◆ Supplied material ◆
[Start of section]

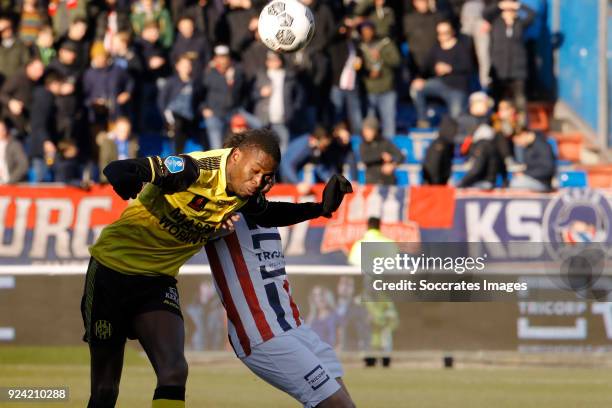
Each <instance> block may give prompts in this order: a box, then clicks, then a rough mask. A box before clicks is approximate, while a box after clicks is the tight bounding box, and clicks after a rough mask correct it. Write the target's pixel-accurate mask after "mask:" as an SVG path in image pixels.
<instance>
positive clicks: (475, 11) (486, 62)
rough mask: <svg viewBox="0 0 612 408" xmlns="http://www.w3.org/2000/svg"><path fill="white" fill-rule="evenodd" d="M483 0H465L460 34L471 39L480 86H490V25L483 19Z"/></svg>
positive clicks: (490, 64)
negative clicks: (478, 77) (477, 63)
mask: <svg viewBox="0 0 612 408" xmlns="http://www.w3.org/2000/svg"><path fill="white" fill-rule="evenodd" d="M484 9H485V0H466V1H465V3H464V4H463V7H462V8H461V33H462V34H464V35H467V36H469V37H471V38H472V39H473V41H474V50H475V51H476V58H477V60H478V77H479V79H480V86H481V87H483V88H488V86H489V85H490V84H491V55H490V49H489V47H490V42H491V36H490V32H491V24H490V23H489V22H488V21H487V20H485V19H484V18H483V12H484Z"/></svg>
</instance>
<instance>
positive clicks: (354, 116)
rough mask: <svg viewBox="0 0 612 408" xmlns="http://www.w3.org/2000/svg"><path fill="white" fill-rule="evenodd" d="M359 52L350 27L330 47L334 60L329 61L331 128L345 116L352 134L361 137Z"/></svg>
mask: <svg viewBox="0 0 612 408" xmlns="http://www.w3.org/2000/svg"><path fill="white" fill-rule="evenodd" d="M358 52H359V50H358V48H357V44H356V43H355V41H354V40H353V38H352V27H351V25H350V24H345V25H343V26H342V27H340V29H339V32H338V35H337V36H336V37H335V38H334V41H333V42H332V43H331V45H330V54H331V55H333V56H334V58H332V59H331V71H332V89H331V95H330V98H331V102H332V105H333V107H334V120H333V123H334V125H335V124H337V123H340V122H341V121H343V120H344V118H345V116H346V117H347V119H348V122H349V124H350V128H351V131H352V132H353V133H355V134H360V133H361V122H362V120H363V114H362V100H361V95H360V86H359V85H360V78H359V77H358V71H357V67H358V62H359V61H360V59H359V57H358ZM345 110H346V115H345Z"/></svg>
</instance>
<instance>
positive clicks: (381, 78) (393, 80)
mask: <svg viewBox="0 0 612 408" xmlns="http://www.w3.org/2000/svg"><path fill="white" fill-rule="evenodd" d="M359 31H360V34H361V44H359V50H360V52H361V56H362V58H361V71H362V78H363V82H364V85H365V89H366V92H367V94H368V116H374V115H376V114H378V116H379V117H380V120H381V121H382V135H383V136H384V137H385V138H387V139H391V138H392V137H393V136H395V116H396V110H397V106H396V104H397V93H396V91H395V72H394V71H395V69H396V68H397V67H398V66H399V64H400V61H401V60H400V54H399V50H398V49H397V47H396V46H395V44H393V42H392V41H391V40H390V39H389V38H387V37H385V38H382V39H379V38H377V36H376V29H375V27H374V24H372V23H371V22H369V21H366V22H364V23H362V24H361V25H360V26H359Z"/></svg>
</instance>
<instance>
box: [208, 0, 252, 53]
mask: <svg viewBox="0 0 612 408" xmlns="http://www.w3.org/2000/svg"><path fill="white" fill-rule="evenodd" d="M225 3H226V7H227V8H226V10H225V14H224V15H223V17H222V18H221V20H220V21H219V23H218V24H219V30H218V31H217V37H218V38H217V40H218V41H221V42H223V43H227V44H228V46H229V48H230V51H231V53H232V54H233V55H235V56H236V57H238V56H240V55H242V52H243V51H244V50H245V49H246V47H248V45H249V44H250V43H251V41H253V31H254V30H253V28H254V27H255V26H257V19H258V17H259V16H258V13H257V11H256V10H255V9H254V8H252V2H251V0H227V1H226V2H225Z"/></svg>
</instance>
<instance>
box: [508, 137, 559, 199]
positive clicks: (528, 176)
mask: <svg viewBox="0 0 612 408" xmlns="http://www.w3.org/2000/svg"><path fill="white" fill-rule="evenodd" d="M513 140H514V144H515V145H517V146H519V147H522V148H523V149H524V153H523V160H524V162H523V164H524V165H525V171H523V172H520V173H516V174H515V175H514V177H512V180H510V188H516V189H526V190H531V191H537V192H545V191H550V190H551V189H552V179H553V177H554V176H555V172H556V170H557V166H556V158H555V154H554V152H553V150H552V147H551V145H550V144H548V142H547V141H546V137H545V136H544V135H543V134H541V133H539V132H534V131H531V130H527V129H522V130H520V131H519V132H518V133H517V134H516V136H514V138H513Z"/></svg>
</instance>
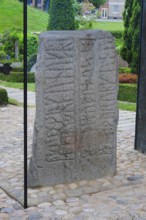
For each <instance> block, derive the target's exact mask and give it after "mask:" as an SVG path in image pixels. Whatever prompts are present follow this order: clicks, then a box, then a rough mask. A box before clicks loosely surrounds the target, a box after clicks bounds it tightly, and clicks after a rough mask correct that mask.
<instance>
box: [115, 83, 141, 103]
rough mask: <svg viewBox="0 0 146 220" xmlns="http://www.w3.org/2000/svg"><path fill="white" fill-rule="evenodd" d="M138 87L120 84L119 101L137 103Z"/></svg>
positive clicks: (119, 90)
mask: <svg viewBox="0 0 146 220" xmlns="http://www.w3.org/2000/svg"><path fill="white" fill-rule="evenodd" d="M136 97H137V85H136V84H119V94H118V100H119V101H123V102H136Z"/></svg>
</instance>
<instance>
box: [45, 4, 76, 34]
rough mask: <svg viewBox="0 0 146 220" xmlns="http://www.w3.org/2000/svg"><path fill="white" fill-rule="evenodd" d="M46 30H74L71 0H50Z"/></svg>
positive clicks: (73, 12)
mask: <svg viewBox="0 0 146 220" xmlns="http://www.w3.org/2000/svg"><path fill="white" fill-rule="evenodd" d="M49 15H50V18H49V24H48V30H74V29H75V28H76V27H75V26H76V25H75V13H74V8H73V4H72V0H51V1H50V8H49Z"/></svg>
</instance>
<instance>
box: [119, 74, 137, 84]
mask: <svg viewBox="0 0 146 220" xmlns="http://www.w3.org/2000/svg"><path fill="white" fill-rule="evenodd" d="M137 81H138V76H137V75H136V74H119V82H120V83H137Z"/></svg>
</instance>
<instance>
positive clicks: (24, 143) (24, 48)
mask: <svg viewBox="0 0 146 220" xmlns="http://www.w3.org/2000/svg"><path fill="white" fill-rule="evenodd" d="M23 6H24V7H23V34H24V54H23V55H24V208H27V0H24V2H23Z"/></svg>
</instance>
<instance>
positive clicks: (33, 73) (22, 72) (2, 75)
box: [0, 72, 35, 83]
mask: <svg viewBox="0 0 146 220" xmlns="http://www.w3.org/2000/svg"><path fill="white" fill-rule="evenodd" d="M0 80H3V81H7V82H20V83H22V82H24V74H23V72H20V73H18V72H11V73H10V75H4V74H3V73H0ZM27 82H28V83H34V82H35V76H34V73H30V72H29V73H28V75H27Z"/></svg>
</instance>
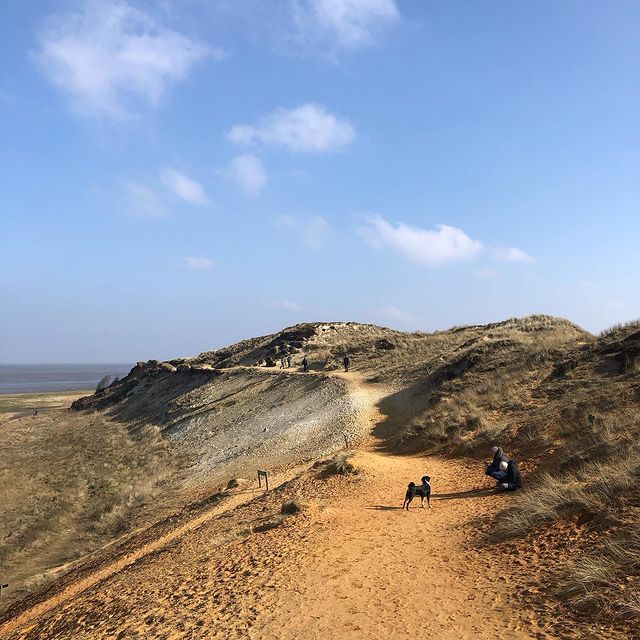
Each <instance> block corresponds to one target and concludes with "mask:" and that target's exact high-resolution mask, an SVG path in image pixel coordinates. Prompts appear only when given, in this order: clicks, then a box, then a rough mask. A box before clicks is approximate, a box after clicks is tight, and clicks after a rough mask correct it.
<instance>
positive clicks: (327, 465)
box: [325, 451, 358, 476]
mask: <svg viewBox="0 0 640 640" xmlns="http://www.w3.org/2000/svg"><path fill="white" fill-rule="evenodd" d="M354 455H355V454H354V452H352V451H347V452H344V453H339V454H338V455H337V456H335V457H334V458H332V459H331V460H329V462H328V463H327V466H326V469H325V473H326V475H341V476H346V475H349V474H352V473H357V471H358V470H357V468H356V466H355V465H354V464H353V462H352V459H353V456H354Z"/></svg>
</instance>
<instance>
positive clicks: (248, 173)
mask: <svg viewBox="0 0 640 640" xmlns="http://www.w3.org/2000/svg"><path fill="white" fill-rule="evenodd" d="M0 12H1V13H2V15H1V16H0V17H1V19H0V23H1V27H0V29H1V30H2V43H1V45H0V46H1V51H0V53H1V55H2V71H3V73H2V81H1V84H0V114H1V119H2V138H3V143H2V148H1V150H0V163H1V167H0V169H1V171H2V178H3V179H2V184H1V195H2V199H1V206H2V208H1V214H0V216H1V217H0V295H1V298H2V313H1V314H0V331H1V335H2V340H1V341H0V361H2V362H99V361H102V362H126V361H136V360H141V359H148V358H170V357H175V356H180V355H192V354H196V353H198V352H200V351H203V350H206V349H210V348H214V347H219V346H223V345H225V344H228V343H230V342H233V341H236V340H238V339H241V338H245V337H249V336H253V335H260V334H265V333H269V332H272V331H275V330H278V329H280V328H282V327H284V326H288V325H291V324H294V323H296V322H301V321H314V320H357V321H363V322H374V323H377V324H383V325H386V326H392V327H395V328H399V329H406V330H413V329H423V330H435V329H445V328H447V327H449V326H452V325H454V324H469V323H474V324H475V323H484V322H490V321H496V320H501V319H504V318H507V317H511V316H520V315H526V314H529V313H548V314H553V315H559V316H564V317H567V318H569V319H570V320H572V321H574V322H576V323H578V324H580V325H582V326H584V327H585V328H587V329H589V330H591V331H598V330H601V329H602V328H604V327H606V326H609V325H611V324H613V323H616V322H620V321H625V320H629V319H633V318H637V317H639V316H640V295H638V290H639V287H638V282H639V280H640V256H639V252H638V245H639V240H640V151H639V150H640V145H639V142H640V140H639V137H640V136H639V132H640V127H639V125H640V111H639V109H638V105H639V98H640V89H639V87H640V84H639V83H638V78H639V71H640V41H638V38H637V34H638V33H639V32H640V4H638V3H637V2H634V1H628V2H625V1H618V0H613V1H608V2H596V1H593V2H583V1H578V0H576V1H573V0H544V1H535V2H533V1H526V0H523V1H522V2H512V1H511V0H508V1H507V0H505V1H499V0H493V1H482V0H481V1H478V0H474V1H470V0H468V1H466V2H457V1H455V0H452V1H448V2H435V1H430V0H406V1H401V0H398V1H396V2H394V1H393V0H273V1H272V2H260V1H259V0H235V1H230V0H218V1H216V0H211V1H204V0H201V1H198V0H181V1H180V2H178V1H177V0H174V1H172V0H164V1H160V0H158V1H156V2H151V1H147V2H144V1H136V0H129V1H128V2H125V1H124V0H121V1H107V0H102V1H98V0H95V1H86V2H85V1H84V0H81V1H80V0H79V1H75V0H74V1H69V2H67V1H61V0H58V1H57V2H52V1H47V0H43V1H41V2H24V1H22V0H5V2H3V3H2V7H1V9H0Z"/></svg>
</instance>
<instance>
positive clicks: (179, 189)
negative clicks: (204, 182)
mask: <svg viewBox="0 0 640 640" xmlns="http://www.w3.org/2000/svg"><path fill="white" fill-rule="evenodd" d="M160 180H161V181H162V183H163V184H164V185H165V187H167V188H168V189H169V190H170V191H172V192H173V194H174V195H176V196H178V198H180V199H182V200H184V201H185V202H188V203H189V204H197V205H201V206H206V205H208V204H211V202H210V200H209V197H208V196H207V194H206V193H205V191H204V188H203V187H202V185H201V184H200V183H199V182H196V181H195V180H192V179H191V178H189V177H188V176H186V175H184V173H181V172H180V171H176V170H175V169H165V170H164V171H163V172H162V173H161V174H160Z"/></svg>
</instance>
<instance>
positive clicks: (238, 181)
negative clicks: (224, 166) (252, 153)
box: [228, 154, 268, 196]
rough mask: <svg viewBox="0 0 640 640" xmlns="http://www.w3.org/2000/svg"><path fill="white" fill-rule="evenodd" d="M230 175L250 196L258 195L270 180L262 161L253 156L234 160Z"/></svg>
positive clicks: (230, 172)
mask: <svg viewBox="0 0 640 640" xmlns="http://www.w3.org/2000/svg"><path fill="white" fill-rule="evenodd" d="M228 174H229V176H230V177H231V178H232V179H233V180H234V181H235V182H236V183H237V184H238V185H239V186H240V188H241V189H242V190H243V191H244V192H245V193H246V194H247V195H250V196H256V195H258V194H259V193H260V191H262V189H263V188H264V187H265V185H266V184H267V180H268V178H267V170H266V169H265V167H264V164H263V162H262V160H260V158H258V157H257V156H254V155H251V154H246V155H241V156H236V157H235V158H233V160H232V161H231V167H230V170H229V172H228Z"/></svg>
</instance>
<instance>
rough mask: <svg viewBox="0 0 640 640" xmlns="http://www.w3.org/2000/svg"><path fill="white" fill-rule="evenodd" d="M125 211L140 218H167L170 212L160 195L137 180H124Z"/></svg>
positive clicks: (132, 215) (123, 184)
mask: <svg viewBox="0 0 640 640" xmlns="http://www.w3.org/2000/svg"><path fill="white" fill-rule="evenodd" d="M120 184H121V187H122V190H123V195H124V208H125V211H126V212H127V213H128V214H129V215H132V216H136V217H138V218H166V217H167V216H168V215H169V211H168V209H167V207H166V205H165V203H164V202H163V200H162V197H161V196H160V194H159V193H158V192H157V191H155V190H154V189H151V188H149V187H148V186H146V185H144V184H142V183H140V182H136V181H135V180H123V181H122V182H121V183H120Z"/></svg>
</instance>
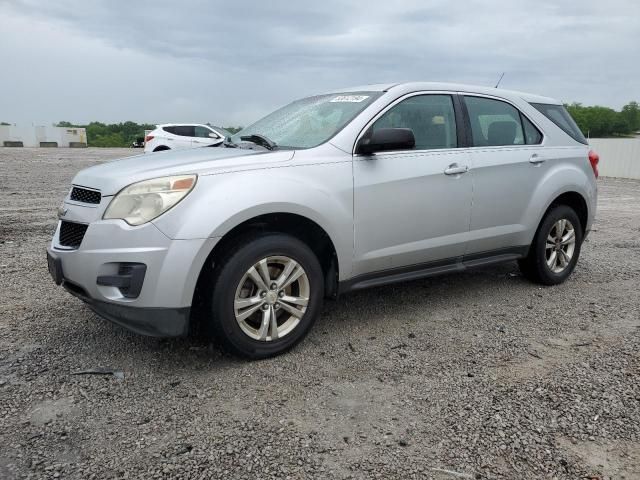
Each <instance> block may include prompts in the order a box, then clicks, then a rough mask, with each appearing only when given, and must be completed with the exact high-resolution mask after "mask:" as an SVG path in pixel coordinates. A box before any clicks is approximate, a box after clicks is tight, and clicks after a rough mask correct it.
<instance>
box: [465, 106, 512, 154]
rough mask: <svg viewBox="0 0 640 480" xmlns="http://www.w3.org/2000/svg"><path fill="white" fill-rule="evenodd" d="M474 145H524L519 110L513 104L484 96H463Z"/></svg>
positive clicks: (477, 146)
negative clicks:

[End of section]

◆ To do ◆
Please copy out the items from their beginning through the line containing "positive clicks: (490, 64)", including both ends. Leave out the pictures.

◆ Worked solution ◆
Each <instance> block may give prompts in this order: a box, then clicks, then a rough mask. A box before clicks is approximate, while a box after clicks is the tight bounding box, and clicks after a rough mask correct it. Write the target's pixel-accurate mask after "mask:" as an SVG path in image pixels.
<instance>
positive clicks: (475, 11) (486, 62)
rough mask: <svg viewBox="0 0 612 408" xmlns="http://www.w3.org/2000/svg"><path fill="white" fill-rule="evenodd" d="M483 0H465L460 34L471 39L480 86H490V25L483 19Z"/></svg>
positive clicks: (490, 64)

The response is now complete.